## [PROVIDED DATA]
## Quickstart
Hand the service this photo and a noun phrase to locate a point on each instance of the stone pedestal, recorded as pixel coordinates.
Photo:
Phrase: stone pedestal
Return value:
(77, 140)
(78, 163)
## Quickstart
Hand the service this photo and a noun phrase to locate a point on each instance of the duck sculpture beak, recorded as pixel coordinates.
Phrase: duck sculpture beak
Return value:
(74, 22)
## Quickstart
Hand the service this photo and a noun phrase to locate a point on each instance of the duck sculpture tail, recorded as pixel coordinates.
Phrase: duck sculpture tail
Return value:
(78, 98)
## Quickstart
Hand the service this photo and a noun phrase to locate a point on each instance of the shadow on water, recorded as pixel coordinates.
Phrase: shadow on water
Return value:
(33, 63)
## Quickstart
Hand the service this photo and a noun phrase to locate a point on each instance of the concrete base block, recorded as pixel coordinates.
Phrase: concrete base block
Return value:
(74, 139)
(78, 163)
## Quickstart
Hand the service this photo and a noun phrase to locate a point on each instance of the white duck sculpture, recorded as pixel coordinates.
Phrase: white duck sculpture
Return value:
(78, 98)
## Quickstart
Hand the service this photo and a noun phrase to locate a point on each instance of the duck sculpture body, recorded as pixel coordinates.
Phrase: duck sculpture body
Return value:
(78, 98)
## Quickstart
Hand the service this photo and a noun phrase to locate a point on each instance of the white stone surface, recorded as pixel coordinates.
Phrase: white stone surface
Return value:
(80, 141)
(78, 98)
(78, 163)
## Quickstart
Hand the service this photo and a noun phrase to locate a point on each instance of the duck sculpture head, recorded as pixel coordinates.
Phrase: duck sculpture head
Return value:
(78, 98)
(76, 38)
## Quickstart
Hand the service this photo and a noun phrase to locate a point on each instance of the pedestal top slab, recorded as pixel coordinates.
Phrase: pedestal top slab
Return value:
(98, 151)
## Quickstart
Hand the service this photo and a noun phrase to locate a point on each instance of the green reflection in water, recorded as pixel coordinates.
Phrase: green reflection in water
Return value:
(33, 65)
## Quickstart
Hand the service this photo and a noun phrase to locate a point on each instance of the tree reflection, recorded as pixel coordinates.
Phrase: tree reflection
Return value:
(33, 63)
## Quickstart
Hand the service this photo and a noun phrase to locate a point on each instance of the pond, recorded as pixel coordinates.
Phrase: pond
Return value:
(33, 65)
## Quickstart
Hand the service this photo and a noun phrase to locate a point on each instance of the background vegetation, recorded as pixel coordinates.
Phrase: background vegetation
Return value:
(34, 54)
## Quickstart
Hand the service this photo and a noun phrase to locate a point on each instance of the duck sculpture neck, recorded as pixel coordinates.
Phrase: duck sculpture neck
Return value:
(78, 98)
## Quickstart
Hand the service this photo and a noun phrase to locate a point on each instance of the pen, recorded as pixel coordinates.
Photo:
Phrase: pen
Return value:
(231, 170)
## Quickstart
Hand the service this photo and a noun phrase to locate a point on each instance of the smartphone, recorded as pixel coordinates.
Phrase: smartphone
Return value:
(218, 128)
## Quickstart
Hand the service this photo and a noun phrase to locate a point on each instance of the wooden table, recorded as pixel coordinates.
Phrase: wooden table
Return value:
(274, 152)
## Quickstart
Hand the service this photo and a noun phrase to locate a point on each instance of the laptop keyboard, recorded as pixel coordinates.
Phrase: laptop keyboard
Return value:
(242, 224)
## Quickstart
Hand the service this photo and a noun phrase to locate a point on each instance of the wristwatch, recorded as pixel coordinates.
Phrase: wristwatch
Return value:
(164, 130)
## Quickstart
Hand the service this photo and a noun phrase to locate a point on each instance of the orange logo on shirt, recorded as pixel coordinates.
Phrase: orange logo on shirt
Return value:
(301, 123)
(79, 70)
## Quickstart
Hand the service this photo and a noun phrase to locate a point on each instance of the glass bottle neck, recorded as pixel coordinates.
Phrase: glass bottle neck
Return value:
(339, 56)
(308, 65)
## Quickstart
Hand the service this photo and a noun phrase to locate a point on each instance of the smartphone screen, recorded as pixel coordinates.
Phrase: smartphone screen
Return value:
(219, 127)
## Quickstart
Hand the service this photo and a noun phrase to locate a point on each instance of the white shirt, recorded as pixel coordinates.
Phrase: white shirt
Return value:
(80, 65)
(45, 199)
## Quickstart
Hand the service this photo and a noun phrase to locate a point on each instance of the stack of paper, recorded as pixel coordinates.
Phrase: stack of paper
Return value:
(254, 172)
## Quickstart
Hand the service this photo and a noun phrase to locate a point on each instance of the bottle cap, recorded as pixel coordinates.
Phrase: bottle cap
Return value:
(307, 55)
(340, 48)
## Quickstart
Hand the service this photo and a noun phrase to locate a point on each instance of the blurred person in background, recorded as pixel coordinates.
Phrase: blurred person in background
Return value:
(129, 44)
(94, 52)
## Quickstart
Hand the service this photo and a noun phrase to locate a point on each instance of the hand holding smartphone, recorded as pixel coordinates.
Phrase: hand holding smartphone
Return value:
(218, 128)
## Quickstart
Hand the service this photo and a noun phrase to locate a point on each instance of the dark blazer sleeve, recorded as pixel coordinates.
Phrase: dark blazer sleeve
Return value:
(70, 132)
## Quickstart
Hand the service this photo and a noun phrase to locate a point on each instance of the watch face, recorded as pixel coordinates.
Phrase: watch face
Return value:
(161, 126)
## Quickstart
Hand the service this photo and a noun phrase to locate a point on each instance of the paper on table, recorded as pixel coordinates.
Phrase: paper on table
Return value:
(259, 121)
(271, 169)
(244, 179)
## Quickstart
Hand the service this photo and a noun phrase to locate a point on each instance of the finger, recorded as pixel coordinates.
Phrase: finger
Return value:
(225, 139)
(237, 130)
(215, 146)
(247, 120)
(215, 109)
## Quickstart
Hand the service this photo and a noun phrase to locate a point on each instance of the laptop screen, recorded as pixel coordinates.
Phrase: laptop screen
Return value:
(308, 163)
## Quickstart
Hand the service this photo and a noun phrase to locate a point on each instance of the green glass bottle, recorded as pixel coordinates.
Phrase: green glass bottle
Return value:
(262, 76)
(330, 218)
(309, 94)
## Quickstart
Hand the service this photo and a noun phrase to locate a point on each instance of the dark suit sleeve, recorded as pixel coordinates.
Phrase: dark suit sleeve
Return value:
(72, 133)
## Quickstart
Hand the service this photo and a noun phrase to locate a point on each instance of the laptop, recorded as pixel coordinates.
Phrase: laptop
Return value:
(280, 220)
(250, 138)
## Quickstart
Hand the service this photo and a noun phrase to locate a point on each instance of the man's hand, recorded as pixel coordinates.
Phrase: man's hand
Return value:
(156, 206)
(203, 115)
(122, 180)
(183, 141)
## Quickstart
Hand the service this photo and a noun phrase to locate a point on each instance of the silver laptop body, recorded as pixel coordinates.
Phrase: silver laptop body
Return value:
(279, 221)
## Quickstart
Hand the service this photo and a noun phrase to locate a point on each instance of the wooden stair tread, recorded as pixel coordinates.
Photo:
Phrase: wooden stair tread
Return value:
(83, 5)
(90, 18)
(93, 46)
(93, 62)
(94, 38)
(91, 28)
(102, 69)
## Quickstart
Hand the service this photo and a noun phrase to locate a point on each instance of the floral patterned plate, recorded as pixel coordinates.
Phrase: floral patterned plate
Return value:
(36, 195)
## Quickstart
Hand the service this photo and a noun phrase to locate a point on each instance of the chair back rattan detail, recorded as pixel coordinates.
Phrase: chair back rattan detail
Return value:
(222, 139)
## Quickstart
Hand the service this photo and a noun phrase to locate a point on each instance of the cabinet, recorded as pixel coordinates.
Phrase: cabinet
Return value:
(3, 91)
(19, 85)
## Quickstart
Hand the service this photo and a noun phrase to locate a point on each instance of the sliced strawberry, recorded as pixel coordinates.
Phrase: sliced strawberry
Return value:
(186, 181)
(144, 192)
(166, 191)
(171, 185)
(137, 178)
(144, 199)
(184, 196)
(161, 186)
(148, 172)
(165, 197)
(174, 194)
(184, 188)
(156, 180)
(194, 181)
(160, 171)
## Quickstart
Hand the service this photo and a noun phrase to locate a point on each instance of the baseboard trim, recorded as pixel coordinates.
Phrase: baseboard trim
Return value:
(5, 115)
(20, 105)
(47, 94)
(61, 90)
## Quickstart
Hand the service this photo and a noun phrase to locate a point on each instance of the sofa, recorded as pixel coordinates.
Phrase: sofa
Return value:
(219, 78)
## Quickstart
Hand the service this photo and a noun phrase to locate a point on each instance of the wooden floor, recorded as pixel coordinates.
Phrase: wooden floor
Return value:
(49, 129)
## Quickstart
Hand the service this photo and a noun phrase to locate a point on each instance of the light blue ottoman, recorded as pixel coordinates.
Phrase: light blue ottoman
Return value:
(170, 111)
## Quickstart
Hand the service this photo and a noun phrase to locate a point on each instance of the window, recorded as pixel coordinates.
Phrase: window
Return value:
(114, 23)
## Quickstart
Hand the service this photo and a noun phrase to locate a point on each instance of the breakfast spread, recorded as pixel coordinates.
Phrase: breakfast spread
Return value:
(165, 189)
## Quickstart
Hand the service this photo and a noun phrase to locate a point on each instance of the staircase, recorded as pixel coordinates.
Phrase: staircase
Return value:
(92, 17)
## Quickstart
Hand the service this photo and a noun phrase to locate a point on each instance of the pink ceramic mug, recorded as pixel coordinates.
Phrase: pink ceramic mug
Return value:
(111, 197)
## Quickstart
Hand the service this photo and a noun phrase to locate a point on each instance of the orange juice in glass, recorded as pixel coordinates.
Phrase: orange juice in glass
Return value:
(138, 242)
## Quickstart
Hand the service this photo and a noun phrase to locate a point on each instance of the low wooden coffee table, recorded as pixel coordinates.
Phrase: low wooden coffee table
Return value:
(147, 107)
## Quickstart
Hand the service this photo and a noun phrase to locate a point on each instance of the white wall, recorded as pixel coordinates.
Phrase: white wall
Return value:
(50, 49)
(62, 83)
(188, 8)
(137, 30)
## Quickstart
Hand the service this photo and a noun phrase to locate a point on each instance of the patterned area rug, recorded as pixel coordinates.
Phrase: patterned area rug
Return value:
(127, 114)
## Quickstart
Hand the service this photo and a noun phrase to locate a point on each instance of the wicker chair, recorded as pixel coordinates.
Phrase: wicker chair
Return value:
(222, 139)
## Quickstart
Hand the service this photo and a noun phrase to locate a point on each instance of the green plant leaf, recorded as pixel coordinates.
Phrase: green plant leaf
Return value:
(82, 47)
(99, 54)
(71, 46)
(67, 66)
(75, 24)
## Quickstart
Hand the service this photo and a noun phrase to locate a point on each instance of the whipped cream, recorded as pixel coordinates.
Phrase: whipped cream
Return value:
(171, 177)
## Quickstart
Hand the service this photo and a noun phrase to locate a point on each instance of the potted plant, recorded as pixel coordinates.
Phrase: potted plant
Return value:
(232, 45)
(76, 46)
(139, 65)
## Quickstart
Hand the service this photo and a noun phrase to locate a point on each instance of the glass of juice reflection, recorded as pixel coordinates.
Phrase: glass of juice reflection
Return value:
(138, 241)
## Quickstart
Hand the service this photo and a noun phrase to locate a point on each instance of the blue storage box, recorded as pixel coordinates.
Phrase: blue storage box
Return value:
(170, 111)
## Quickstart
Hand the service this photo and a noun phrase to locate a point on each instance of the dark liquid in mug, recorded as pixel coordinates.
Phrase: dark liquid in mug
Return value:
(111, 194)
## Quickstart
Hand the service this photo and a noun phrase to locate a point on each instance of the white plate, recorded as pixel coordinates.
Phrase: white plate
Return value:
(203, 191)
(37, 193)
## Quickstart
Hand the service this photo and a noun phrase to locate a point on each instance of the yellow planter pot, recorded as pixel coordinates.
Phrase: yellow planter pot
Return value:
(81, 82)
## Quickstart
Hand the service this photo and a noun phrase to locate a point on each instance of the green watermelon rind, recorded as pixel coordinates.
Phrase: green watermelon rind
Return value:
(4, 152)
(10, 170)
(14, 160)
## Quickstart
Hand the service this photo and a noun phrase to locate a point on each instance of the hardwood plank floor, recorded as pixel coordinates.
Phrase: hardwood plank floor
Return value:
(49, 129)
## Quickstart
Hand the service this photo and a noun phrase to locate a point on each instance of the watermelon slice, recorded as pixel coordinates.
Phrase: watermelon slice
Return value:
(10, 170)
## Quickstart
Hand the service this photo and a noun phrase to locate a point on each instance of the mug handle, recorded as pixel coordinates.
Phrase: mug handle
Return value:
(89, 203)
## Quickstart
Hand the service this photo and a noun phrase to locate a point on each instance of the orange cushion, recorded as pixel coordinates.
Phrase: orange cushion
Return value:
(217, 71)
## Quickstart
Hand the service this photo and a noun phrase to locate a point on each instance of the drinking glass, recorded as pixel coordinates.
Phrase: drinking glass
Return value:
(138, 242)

## [EXERCISE DESCRIPTION]
Say how many lines in the listing above include "tree". Give nothing but the number.

## [EXPECTED ANSWER]
2